%%
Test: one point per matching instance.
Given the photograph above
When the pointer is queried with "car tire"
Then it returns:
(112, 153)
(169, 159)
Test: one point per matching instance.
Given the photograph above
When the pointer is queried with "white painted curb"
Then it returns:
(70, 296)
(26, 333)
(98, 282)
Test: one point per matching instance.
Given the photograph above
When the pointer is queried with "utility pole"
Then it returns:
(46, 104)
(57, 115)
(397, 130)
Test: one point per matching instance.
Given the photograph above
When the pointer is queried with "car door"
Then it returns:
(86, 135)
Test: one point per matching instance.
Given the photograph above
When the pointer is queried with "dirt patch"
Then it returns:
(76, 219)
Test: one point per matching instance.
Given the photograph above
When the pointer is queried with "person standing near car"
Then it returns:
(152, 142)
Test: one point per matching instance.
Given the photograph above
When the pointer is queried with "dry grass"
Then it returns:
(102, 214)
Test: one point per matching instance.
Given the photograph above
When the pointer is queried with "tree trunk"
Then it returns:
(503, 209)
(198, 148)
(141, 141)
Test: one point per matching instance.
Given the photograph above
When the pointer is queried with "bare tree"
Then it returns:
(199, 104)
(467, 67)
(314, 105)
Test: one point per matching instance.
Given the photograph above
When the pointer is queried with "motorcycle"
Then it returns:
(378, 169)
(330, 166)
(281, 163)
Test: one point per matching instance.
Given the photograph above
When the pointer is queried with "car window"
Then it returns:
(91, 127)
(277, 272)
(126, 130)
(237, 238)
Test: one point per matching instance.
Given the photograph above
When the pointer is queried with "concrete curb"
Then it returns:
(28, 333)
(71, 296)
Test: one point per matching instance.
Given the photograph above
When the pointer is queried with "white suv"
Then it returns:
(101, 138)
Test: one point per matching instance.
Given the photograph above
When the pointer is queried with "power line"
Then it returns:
%%
Make an exact copy of the data above.

Solution below.
Test: one point per matching instance.
Given the photograph above
When the pointer is queried with "car tire"
Then it returns:
(112, 153)
(169, 159)
Test: one point per matching instance.
Given the photograph above
When the pointer is queried with "white painted curb"
Then it returns:
(70, 296)
(26, 333)
(98, 282)
Test: one point per matching instance.
Given the photograph above
When the pointer is queried with "utility pole"
Then it returns:
(46, 104)
(57, 115)
(397, 130)
Test: one point per matching instance.
Given the photograph above
When the pointer is queried with "car door"
Then it returns:
(86, 135)
Test: one point per matching instance.
Given the photograph above
When the pointer is queried with "dirt patch"
Then it returns:
(76, 219)
Test: one point per matching instance.
Given the photograph above
When the pointer is queried with "person standing near car"
Then it returns:
(152, 142)
Test: one point per matching instance.
Given the photograph above
When the pointer is queried with "dry grass"
Then it returns:
(102, 214)
Test: one point per matching instance.
Given the photograph above
When the pointer is queried with "tree trunk"
Then it returns:
(503, 209)
(198, 148)
(141, 141)
Test: one point per matching instance.
Given the photograph above
When the pointer is queried with "bare tree"
Then it returns:
(199, 104)
(467, 67)
(314, 105)
Test: one point per matching instance.
Given the photograph above
When the pointer is queried with "motorcycle"
Then it returns:
(378, 169)
(330, 166)
(281, 163)
Test: one point per matching instance.
Given the photograph above
When the pointer is queried with "car window"
Then it returns:
(91, 127)
(277, 272)
(126, 130)
(237, 238)
Test: one point per matching instance.
Given the photograph above
When the pointer is queried with "concrete curb"
Then it returns:
(28, 333)
(71, 296)
Test: one point per matching instance.
Given the photograph above
When the pointer is queried with "white suv"
Then it returns:
(101, 138)
Test: one point per matching instance.
Given the photograph above
When the pointer is queried with "power line"
Then it returns:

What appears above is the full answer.